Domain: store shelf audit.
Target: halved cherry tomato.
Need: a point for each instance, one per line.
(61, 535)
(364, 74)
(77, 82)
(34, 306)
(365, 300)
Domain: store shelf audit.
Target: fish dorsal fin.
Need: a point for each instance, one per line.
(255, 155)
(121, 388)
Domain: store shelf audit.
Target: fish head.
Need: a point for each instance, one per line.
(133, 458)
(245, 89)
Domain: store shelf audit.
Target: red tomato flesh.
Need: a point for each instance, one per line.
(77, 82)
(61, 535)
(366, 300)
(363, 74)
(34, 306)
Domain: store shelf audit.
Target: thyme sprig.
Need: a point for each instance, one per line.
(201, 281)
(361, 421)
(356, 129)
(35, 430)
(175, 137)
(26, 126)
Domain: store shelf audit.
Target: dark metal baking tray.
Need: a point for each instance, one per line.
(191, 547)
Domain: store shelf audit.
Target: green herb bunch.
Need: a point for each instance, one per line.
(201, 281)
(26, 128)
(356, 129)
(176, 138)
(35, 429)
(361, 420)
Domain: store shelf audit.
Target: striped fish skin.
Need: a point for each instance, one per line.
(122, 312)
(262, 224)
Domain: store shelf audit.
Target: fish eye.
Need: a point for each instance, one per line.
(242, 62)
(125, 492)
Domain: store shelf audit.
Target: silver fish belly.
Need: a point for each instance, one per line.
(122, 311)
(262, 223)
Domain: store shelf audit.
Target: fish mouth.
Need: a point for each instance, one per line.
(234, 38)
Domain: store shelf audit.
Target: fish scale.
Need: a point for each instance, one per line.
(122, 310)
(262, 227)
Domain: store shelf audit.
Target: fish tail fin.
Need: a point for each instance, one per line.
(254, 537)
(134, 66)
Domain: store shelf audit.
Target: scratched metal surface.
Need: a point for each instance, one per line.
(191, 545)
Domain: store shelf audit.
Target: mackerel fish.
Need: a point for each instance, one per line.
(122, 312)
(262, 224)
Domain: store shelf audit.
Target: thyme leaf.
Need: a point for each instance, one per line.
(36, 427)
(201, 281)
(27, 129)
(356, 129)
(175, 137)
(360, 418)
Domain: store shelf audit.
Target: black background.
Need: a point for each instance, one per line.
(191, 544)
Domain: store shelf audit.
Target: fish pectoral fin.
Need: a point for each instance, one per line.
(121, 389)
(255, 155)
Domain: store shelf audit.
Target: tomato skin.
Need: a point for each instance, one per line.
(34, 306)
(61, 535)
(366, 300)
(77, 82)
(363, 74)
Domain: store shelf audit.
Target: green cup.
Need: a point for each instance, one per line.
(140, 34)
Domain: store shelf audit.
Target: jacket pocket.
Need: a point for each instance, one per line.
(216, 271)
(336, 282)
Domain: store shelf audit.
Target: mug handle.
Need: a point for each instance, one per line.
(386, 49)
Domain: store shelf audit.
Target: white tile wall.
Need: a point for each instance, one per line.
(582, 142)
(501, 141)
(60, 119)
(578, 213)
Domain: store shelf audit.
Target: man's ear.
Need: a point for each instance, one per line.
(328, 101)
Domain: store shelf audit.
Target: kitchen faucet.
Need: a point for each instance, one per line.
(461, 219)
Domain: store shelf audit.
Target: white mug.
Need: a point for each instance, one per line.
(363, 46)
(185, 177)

* _Work to complete_
Please quote every record above exactly as it appears.

* _Result_
Domain: store shelf audit.
Target: halved cherry tomato.
Need: a point for each instance, one per line.
(61, 535)
(364, 74)
(77, 82)
(34, 306)
(365, 300)
Domain: store shelf audit.
Target: fish dorsal fin.
Need: a point for each instance, one per line.
(255, 155)
(121, 388)
Domain: store shelf audit.
Target: fish head.
Need: a point for each instance, one per line.
(133, 458)
(245, 89)
Domain: store shelf audit.
Target: red tomato flesh.
Need: a point for each instance, one per line.
(77, 82)
(61, 535)
(366, 300)
(363, 74)
(34, 306)
Domain: store shelf audit.
Target: thyme sprig.
Need: a point for each instance, one per line.
(201, 281)
(361, 421)
(356, 129)
(35, 430)
(175, 137)
(26, 126)
Domain: store shelf audit.
Target: dark metal baking tray.
Need: a point for each instance, one per line.
(191, 547)
Domain: store shelf audit.
Target: green herb bunch.
Need: a point for each instance, one per line.
(201, 281)
(26, 128)
(356, 129)
(176, 138)
(35, 429)
(361, 420)
Domain: store shelf audit.
Target: striped fish skin.
Need: a point for each instance, one per line.
(122, 312)
(262, 224)
Domain: store shelf audit.
Target: fish eye.
Need: a point for each instance, one per line.
(242, 62)
(125, 492)
Domain: store shelf audit.
Target: silver fish belly.
Need: a point for each instance, one per line.
(122, 311)
(262, 223)
Domain: store shelf audit.
Target: fish mouth.
Need: a point for each instance, one per line.
(234, 38)
Domain: store shelf audit.
Target: fish scale.
Need: a point for each instance, one per line.
(122, 310)
(262, 227)
Domain: store shelf audit.
Target: fish tail fin.
Need: a point for each instance, one per line.
(254, 537)
(134, 66)
Domain: store shelf audit.
Target: scratched metal surface.
Need: a point for each instance, one per line.
(191, 545)
Domain: store shelf audit.
Target: mackerel fish.
Need: a point for each instance, one per line.
(122, 312)
(262, 224)
Domain: store shelf audit.
Target: thyme leaf.
Need: a point for each instance, one per line.
(36, 427)
(201, 281)
(27, 129)
(356, 129)
(175, 137)
(360, 418)
Domain: store shelf audit.
Target: black background.
Need: a point for each instance, one per line.
(191, 544)
Domain: store shelf audit.
Target: fish pectoral fin.
Need: a point for each instance, one per line.
(121, 389)
(255, 155)
Domain: store shelf audit.
Target: tomato skin.
Need: a point for each instance, one per line.
(34, 306)
(61, 535)
(366, 300)
(77, 82)
(363, 74)
Domain: store shelf audit.
Target: green cup.
Need: a point for each instance, one per line.
(140, 34)
Domain: store shelf audit.
Target: jacket pocket.
Need: a point for each instance, one per line.
(216, 271)
(336, 282)
Domain: store shelf audit.
Target: mug handle.
Need: a point for each instance, one per line.
(386, 49)
Domain: store shelf audit.
Target: white tile wall.
Need: a point for each instance, one per line.
(582, 142)
(501, 141)
(60, 119)
(578, 213)
Domain: store shelf audit.
Target: man's ear.
Need: a point for each instance, one per line.
(328, 101)
Domain: store shelf audit.
Target: kitchen faucet.
Need: a point for each instance, one per line.
(461, 219)
Domain: store shelf audit.
Target: white mug.
Need: a point for each instance, one per line.
(363, 46)
(185, 177)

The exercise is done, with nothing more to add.